Source document:
----------------------------------------

Home and Loss

Renegotiating Meanings of Home in the Wake of Relationship Breakdown

How to Cite

Thompson, S. (2007). Home and Loss: Renegotiating Meanings of Home in the Wake of Relationship Breakdown. M/C Journal, 10(4). https://doi.org/10.5204/mcj.2693
Vol. 10 No. 4 (2007): 'home'
Published 2007-08-01


Our home is the most intimate space we inhabit. It is the centre of daily existence – where our most significant relationships are nurtured – where we can impart a sense of self in both physical and psychological ways. To lose this place is overwhelming, the physical implications far-reaching and the psychological impact momentous. And yet, there is little research on what happens when home is lost as a consequence of relationship breakdown.

This paper provides an insight into how the meaning of home changes for those going through separation and divorce. Focusing on heterosexual couples, my research reveals that intense feelings of grief and loss are expressed as individuals in a relationship dispute reflect on different aspects of home which are destroyed as a consequence of their partnership collapse. Attitudes to the physical dwelling often reflect the changing nature of the relationship as it descends into crisis. There is a symbolic element as well, which is mirrored in the ways that the physical space is used to negotiate power imbalances, re-establish another life, maintain continuity for children, and as a bargaining tool to redress intense anger and frustration. A sense of empowerment eventually develops as the loss of the relationship is accepted and life adjustments made.

----------------------------------------

Information supplied:

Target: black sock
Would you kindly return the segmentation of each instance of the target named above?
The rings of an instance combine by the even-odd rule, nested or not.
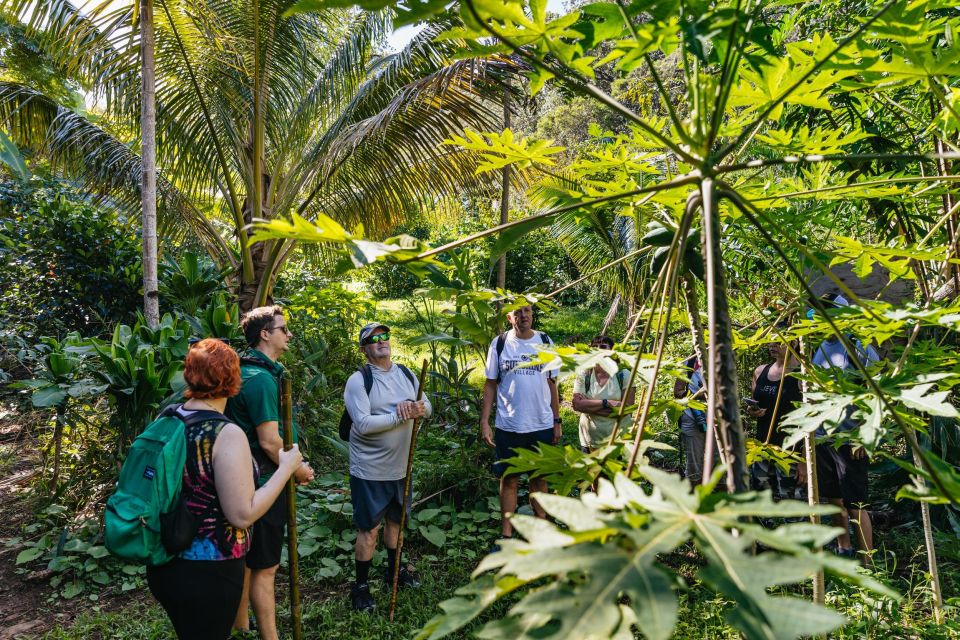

----------------------------------------

The exercise:
Revise the passage of the paper on home and loss, starting with "Thompson, S. (2007)." and going on through "consequence of relationship breakdown.", so that "intimate space" becomes "private space".

Solution to this exercise:
Thompson, S. (2007). Home and Loss: Renegotiating Meanings of Home in the Wake of Relationship Breakdown. M/C Journal, 10(4). https://doi.org/10.5204/mcj.2693
Vol. 10 No. 4 (2007): 'home'
Published 2007-08-01


Our home is the most private space we inhabit. It is the centre of daily existence – where our most significant relationships are nurtured – where we can impart a sense of self in both physical and psychological ways. To lose this place is overwhelming, the physical implications far-reaching and the psychological impact momentous. And yet, there is little research on what happens when home is lost as a consequence of relationship breakdown.